**ATIVIDADE:** Reproduza na íntegra o trecho sobre televisão e futebol no Nordeste, sem alterar nenhuma palavra.

**TRECHO SELECIONADO:**
╭──

Ana Flávia Nóbrega Araújo 1 de dezembro de 2020

Partícipe de uma indústria, a televisão, assim como qualquer outra, está sujeita às leis de economia de mercado. Bem por isso, desde o início da história da imprensa no Brasil, os meios de comunicação e os seus porta-vozes se concentravam nos eixos de maior desenvolvimento econômico, político e social, determinando o que era ou não notícia, ditando o que precisava ou não ser consumido pela população.

Fosse nas páginas dos jornais, ondas do rádio e imagens da televisão, o futebol jogado no Sudeste do país era tido como modelo a ser seguido. A extensão da área de recepção do discurso midiático, através da expansão da linha de sinal das emissoras, são resultantes da percepção do futebol como um negócio lucrativo. Como explica, Galeano (2012):

“Agora milhões de pessoas podem ver as partidas, e não apenas as milhares que cabem nos estádios. Os torcedores se multiplicaram e se transformaram em possíveis consumidores de qualquer coisa que os manipuladores de imagens queiram vender”.

Esforços regionais e isolados com publicações específicas sobre futebol puderam ser notadas através da regionalização midiática. Santana (1995, p.49) explica que a tomada de atenção para a região surgiu na segunda metade do século XIX quando “significativas transformações ocorridas no sistema capitalista mundial desencadearam o processo de reestruturação da “região” enquanto espaço de produção de capital”.

Ainda assim, a hegemonia seguiu sendo dominante, principalmente se comparado com a região Nordeste. As transmissões esportivas acabam por massificar o discurso em torno das mesmas entidades clubistas. Pesquisa Datafolha de 2019, mostra que a maior torcida da região é do Flamengo com 27%. Nenhum nordestino figura no “top 5”, formado por clubes do Rio de Janeiro e São Paulo. Em 2020, o IBOPE Repucom apontou que dos 27,8 milhões de torcedores do NE, 13,2 (48%) afirmaram torcer para mais de um clube. O cenário é percebido a partir da incapacidade da transmissão das capitais adentrar em todos os municípios dos estados, bem como a inexistência de uma atenção a estados menos expressivos no cenário esportivo.

╰──

**LISTAGEM FORNECIDA:**
╭──

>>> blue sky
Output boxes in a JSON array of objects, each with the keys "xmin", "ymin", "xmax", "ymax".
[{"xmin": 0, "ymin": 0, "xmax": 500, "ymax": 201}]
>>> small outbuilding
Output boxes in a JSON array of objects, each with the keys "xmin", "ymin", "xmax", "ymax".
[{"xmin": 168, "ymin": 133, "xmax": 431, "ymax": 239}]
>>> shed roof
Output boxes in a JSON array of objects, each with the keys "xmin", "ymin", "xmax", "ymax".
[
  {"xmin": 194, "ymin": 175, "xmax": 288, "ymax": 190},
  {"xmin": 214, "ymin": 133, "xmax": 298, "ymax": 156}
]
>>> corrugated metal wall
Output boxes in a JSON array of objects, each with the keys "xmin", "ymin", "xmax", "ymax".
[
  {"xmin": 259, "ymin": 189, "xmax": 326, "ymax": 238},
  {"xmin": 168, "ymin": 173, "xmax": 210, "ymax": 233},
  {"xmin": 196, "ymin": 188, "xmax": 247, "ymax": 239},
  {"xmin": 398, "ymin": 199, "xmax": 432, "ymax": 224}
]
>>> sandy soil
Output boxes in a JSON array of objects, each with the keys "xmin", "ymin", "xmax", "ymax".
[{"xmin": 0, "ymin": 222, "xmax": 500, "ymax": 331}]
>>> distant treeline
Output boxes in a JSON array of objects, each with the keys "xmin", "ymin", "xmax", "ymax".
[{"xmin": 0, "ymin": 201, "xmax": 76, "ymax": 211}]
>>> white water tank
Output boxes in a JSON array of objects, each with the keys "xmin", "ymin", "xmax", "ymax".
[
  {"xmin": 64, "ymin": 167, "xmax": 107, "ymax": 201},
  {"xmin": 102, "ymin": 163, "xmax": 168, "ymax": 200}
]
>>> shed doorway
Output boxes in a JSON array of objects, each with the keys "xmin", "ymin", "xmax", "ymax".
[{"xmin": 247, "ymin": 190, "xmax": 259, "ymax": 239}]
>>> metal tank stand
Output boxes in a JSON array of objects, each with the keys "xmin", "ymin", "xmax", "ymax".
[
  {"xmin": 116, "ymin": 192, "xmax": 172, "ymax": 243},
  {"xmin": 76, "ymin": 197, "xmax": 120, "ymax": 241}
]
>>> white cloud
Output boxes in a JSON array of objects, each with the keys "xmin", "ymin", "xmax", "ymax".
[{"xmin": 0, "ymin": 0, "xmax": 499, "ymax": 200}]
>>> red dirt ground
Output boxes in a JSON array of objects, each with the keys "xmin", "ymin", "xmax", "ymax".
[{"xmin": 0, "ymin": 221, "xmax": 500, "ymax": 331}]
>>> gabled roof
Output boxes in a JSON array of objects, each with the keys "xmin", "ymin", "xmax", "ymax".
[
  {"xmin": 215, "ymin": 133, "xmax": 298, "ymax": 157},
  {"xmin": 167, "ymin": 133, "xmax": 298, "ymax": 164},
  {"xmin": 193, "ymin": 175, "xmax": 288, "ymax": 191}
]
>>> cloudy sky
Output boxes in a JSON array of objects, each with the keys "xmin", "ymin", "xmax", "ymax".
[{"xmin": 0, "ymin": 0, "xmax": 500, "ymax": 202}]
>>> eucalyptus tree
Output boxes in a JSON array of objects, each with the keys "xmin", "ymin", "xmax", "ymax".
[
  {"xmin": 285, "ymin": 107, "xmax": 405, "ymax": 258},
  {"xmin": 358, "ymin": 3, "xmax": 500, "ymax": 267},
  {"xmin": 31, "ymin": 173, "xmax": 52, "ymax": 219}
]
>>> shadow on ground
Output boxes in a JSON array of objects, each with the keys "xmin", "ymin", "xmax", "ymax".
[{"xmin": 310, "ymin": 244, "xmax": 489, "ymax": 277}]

╰──

**RESPOSTA DO EXERCÍCIO:**
Ana Flávia Nóbrega Araújo 1 de dezembro de 2020

Partícipe de uma indústria, a televisão, assim como qualquer outra, está sujeita às leis de economia de mercado. Bem por isso, desde o início da história da imprensa no Brasil, os meios de comunicação e os seus porta-vozes se concentravam nos eixos de maior desenvolvimento econômico, político e social, determinando o que era ou não notícia, ditando o que precisava ou não ser consumido pela população.

Fosse nas páginas dos jornais, ondas do rádio e imagens da televisão, o futebol jogado no Sudeste do país era tido como modelo a ser seguido. A extensão da área de recepção do discurso midiático, através da expansão da linha de sinal das emissoras, são resultantes da percepção do futebol como um negócio lucrativo. Como explica, Galeano (2012):

“Agora milhões de pessoas podem ver as partidas, e não apenas as milhares que cabem nos estádios. Os torcedores se multiplicaram e se transformaram em possíveis consumidores de qualquer coisa que os manipuladores de imagens queiram vender”.

Esforços regionais e isolados com publicações específicas sobre futebol puderam ser notadas através da regionalização midiática. Santana (1995, p.49) explica que a tomada de atenção para a região surgiu na segunda metade do século XIX quando “significativas transformações ocorridas no sistema capitalista mundial desencadearam o processo de reestruturação da “região” enquanto espaço de produção de capital”.

Ainda assim, a hegemonia seguiu sendo dominante, principalmente se comparado com a região Nordeste. As transmissões esportivas acabam por massificar o discurso em torno das mesmas entidades clubistas. Pesquisa Datafolha de 2019, mostra que a maior torcida da região é do Flamengo com 27%. Nenhum nordestino figura no “top 5”, formado por clubes do Rio de Janeiro e São Paulo. Em 2020, o IBOPE Repucom apontou que dos 27,8 milhões de torcedores do NE, 13,2 (48%) afirmaram torcer para mais de um clube. O cenário é percebido a partir da incapacidade da transmissão das capitais adentrar em todos os municípios dos estados, bem como a inexistência de uma atenção a estados menos expressivos no cenário esportivo.